February 22, 2006

Gilbert the Civil

In yet another silly, Hurlbutesque essay about "moral seriousness," in which neocon bioethicists make essentially specious, patronizing ad hominem arguments against any opponent whom they encounter, hiding their own partisanship with the appearance of civility, Gil Meilaender and Robert George hammer away at the argument by Michael Gazzanaga in the New York Times in favor of stem cell research.

We noted earlier that Gazzaniga's publishing such a strong position on the claim would have been near heresy had it happened during the Reign of Kass on the President's Commission on Bioethics - a time when two members of the Commission who disagreed with Kass and Bush were quite vividly fired (all rhetoric to the contrary) and replaced by more partisan members - and to cap the incident, Kass went after one of the two members in interviews and even an editorial in Washington Post. Comments on our post about Gazzaniga's recent editorial said, basically, that we had it all wrong; that the Kass folks were just fine with differences among members of the committee. Yeah right. C.f., The National Review. In the National Review piece the opening is that everyone is a member of the big President's Council.

_ _ _

● **Problem to work on**
Carry on the post about the bioethics debate over stem cell research, starting after its final sentence. The items that come next are unrelated to the post on the bioethics debate.

_ _ _

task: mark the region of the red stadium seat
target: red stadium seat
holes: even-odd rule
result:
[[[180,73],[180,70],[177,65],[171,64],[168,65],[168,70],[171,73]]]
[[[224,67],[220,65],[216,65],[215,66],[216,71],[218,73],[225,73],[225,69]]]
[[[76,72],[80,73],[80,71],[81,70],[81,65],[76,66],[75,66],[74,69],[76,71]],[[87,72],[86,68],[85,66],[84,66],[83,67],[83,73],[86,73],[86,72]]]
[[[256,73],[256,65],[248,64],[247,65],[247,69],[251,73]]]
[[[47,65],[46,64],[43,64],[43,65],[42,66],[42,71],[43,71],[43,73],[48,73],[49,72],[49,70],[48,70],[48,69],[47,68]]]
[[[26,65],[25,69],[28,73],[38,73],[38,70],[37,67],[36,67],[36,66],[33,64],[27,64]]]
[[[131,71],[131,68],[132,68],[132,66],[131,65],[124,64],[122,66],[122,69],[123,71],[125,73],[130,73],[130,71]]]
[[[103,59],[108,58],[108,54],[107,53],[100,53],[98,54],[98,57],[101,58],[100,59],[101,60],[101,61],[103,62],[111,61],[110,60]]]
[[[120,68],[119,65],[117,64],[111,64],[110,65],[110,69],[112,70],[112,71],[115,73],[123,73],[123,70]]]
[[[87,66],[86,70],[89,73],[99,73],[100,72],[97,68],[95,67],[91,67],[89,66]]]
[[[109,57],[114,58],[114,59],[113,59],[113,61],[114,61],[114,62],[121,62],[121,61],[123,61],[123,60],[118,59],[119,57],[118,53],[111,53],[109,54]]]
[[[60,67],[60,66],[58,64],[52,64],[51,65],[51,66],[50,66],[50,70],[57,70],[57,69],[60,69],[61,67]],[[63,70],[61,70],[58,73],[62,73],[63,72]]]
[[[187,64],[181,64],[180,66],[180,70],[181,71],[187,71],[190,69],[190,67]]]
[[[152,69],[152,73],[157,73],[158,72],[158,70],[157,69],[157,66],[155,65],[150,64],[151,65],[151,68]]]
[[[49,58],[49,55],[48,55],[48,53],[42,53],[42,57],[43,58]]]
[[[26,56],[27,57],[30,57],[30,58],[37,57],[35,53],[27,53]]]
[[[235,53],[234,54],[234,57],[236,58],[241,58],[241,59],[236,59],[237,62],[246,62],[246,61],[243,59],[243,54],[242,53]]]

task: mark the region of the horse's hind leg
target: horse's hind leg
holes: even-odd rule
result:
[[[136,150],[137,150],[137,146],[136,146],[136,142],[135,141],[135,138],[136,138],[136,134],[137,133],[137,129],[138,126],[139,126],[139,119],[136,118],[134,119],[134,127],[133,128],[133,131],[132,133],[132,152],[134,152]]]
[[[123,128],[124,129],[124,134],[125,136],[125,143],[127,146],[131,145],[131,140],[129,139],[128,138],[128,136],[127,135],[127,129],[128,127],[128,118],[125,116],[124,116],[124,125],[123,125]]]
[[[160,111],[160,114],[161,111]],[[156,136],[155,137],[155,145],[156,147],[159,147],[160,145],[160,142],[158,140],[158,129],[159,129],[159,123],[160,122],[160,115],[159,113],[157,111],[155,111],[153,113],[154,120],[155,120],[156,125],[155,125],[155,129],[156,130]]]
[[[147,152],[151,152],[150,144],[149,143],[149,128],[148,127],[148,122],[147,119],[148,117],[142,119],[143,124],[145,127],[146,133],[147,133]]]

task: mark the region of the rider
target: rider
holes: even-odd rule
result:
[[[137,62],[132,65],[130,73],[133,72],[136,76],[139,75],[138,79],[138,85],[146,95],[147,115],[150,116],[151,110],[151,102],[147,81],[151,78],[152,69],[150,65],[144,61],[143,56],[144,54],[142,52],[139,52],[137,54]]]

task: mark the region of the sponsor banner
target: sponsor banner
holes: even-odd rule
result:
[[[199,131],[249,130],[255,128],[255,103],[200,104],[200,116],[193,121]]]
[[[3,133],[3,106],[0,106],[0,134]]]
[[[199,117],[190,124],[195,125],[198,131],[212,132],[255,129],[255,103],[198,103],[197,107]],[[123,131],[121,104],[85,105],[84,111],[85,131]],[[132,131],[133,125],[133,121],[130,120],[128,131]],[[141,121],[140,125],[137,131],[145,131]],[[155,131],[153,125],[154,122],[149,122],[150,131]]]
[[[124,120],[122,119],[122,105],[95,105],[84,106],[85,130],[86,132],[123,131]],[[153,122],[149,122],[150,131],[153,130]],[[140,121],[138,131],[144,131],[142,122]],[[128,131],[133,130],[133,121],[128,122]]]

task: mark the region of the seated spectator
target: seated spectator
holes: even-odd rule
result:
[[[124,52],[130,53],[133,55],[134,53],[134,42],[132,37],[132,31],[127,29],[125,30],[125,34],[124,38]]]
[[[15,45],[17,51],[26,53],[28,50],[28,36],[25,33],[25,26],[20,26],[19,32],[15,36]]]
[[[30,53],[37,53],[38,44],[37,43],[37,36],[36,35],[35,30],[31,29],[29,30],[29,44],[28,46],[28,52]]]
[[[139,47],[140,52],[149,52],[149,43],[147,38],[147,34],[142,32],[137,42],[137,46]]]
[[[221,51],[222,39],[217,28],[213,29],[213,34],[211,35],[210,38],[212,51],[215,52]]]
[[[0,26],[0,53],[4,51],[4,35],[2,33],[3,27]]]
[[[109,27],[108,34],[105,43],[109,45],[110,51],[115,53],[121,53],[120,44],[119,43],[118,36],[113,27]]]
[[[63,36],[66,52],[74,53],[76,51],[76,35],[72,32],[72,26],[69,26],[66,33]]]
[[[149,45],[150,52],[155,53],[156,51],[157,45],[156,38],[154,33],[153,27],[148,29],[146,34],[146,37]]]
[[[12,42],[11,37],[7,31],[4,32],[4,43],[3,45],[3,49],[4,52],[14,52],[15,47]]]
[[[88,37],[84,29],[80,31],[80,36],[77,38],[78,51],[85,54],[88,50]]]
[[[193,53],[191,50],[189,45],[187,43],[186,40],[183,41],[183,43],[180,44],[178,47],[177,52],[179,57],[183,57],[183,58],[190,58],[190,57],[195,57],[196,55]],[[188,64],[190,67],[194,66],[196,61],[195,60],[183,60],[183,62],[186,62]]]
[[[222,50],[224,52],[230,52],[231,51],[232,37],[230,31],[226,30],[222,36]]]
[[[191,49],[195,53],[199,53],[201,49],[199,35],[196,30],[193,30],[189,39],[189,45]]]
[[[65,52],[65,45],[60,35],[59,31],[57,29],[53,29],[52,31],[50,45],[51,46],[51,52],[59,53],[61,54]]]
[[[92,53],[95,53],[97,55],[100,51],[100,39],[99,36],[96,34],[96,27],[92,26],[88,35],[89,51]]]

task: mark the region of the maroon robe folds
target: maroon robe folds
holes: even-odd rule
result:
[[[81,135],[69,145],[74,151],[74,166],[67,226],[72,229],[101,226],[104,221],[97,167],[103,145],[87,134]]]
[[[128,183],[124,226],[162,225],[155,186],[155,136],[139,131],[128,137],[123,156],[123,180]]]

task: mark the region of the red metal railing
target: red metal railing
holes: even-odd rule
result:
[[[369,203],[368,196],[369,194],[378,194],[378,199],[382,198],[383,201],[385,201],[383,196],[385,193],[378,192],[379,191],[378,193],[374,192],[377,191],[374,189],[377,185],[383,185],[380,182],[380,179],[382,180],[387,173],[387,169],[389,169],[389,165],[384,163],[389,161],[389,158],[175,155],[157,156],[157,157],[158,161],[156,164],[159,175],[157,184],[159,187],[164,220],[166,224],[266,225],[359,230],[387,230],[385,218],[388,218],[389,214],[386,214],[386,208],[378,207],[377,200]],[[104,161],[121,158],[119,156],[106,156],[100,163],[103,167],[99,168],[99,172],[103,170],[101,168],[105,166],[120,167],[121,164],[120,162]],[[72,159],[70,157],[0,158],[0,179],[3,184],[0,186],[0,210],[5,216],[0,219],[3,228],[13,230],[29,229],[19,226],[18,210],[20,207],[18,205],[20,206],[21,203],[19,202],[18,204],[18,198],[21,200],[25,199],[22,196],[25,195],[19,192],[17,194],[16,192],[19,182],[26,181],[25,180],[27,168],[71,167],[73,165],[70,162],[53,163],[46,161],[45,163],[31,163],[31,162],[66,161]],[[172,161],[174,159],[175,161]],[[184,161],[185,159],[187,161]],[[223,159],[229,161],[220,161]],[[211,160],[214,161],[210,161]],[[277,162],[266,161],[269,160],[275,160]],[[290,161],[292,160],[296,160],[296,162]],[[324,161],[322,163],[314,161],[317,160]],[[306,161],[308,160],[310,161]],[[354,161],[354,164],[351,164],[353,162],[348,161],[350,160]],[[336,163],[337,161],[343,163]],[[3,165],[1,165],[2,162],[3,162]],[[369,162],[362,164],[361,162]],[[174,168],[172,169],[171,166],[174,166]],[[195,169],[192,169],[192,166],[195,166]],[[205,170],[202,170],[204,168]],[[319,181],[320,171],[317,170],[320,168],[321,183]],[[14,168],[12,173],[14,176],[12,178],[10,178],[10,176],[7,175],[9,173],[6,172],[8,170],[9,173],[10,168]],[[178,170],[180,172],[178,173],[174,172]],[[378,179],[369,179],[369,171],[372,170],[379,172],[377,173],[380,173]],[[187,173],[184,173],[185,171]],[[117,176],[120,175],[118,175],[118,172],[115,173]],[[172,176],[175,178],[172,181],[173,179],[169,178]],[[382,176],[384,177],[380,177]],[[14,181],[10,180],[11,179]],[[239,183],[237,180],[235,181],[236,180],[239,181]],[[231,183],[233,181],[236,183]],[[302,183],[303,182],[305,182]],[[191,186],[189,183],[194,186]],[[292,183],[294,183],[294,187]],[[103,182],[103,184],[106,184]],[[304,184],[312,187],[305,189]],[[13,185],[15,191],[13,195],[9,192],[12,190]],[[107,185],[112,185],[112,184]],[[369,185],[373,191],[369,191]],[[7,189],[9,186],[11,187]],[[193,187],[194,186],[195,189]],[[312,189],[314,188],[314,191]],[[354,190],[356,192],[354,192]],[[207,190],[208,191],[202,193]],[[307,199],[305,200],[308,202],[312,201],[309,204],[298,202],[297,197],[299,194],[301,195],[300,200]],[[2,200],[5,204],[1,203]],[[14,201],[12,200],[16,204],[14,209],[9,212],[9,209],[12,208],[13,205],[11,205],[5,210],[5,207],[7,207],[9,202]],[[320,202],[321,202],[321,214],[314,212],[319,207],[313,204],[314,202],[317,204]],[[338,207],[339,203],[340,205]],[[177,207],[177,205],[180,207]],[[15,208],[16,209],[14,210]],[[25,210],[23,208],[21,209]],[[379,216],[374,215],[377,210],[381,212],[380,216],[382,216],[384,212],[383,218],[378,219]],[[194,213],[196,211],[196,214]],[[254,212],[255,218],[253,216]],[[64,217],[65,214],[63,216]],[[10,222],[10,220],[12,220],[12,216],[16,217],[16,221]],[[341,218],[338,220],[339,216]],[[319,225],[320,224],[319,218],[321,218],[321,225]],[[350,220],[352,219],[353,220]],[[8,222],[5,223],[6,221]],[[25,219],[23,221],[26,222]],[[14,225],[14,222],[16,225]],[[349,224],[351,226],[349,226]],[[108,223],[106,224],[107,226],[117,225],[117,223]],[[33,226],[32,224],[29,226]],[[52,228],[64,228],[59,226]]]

_ _ _

● **Written response**
And from there the attack begins, an attack not so much on Gazzaniga's argument as on his way of talking. It is infuriating and I've spent more words fuming about this stupid, patronizing nonsense employed by the neocons on the PCB that I am thinking of writing a little dictionary to help normal people figure out what these guys mean when they say that someone is blithe, less than serious, or when they charge that someone is "opining" or "fails to engage."

So maybe I shouldn't say that the authors of the National Review piece "hammer" Gazzaniga's claims, because it isn't polite to say so. Eh, actually the reason I shouldn't say "hammer" is that the essay by Gil and Robert is not an argument, it is whining.

I will spare you the effort of reading their essay, ever so worthy of its placement in The National Review. Their points are three.

First, Gazzaniga commits the sin of being too blithe - he isn't "serious" about when life begins. No kidding, that is the first argument. It is pro-life on stilts.

The second is that scientists are not working "in a value-free vacuum." By this the authors mean that anyone who is a scientist and disagrees with the authors is a partisan hack afraid to pursue "the truth," whatever that may be. Uh, ok. Actually this argument would be a great and thoughtful one could the authors produce any evidence whatsoever that the arguments made by Gazzaniga or those in the pieces they criticize in NEJM are false in any respect. But, oops, they can't or at least don't. We're to just trust them. After all, they've got the eminent stem cell biologist William Hurlbut working on the details of their own biology.

What they do say though is that scientists who favor SCNT or for that matter any form of ESCR are susceptible to the sins of the anti-life utilitarian - impolite, blithe and unserious. zzzzz.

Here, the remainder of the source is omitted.